Give again, word for word, every line below from the one that has "task | place a marker on each instance of the green" through the one that has "task | place a marker on each instance of the small", both included, and no others.

Collected data
────────────────────────────────────────

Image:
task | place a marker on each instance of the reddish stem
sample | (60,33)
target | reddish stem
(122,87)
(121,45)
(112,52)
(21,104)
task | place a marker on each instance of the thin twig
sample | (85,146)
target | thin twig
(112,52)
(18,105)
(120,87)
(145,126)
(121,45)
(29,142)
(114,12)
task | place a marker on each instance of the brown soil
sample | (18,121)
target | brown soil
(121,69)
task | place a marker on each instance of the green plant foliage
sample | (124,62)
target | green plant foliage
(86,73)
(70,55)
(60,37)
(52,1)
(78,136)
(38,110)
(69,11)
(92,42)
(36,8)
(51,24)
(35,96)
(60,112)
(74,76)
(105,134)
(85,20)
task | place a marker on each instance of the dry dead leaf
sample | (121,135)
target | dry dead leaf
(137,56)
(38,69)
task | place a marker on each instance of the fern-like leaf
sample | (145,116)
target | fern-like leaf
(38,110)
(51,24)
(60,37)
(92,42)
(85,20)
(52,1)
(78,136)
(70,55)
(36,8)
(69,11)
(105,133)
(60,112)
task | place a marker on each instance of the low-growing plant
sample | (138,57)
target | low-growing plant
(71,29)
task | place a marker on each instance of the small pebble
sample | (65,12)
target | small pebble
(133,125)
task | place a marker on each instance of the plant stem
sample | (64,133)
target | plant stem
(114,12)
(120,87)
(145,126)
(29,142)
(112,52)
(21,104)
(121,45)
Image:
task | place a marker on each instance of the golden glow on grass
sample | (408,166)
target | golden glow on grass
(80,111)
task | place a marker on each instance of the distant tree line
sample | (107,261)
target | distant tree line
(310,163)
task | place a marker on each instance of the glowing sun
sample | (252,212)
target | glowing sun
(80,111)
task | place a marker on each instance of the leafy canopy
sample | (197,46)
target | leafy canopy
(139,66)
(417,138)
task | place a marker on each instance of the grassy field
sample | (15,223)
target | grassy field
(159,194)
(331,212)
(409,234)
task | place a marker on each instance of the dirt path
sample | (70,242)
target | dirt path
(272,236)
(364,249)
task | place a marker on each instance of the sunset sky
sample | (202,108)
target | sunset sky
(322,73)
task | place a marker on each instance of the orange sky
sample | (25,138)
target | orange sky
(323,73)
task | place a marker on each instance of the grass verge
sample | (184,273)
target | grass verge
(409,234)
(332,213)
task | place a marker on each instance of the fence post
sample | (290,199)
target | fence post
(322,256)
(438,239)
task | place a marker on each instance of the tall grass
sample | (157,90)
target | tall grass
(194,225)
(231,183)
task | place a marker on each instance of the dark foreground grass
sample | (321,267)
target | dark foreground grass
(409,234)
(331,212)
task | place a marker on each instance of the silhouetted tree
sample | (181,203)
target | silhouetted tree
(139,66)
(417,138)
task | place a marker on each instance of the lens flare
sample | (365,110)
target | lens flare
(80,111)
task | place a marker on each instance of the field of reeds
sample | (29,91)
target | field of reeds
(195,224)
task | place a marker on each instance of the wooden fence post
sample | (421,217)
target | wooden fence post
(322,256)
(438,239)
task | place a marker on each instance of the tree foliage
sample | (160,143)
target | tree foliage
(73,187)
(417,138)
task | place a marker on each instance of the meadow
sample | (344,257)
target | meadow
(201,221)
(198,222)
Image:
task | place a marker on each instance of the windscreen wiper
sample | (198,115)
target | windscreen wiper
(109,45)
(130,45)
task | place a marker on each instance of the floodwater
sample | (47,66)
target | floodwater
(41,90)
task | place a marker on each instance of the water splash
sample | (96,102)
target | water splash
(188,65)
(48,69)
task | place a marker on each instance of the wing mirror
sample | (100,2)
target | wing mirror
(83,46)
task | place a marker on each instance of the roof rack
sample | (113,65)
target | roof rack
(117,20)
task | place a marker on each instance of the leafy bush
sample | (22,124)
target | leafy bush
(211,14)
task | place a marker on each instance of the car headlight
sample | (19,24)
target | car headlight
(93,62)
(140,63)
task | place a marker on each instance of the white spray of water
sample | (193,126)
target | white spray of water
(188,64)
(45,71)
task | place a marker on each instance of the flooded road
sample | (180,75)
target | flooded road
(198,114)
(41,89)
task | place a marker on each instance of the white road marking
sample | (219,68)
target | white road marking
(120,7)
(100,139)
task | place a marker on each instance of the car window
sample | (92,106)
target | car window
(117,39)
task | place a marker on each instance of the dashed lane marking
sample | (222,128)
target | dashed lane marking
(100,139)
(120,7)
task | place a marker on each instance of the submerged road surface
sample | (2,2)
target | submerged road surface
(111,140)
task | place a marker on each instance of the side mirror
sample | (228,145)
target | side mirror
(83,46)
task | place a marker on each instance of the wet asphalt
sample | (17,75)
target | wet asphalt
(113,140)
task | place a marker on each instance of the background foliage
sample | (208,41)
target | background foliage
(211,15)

────────────────────────────────────────

- Exercise output:
task | place a marker on each instance of the green plant foliage
sample | (124,62)
target | green plant foliage
(86,73)
(70,55)
(60,37)
(52,1)
(78,136)
(38,110)
(69,11)
(92,42)
(36,8)
(51,24)
(35,96)
(60,112)
(74,76)
(105,134)
(85,20)
task | place a marker on each instance of the dry dead leaf
sample | (121,135)
target | dry dead leaf
(137,56)
(38,69)
task | place a marker on each instance of the fern-like leaf
sample | (145,116)
target | fern-like leaf
(38,110)
(51,24)
(60,37)
(92,42)
(85,20)
(52,1)
(78,136)
(70,55)
(36,8)
(69,11)
(105,133)
(60,112)
task | place a marker on each instance of the low-growing plant
sample | (138,57)
target | low-growing plant
(71,29)
task | place a marker on each instance of the small pebble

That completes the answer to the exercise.